> Exercise details
Render the records from the line containing "Bound elephant trunk." through the line containing "0;241;690;362" as a numbered list, including both of those lines and nothing outside them. Leave out any blank lines.

> Records shown

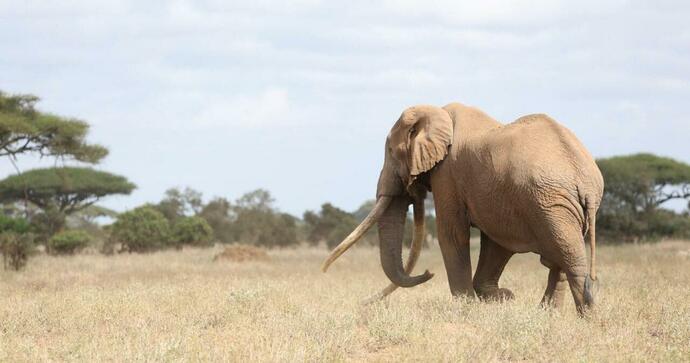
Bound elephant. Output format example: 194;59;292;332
322;103;604;315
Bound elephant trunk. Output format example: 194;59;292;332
362;199;426;305
378;197;434;287
321;196;391;272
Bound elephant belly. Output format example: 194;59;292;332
468;203;539;253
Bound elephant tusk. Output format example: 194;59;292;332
321;196;393;272
362;200;426;305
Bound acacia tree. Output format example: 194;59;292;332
0;91;108;163
597;154;690;214
597;153;690;240
0;167;135;235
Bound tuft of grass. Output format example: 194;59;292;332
0;241;690;362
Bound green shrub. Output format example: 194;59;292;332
110;206;170;252
0;231;34;271
47;230;91;255
171;217;213;246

> Output for this task
1. Bound elephant trunk. Output format example: 194;59;292;332
2. 362;199;426;305
3. 378;197;434;287
4. 321;196;391;272
5. Bound elephant belly. Output format example: 194;59;292;332
6. 468;203;539;253
7. Bound elephant tusk. Output format example: 194;59;292;332
8. 321;196;393;272
9. 362;200;426;305
10. Bound acacia tree. Output format example: 194;59;292;332
11. 0;91;108;163
12. 597;154;690;214
13. 597;153;690;240
14. 0;167;135;235
15. Bound tuft of grass. Output format example: 194;59;292;332
16. 0;241;690;362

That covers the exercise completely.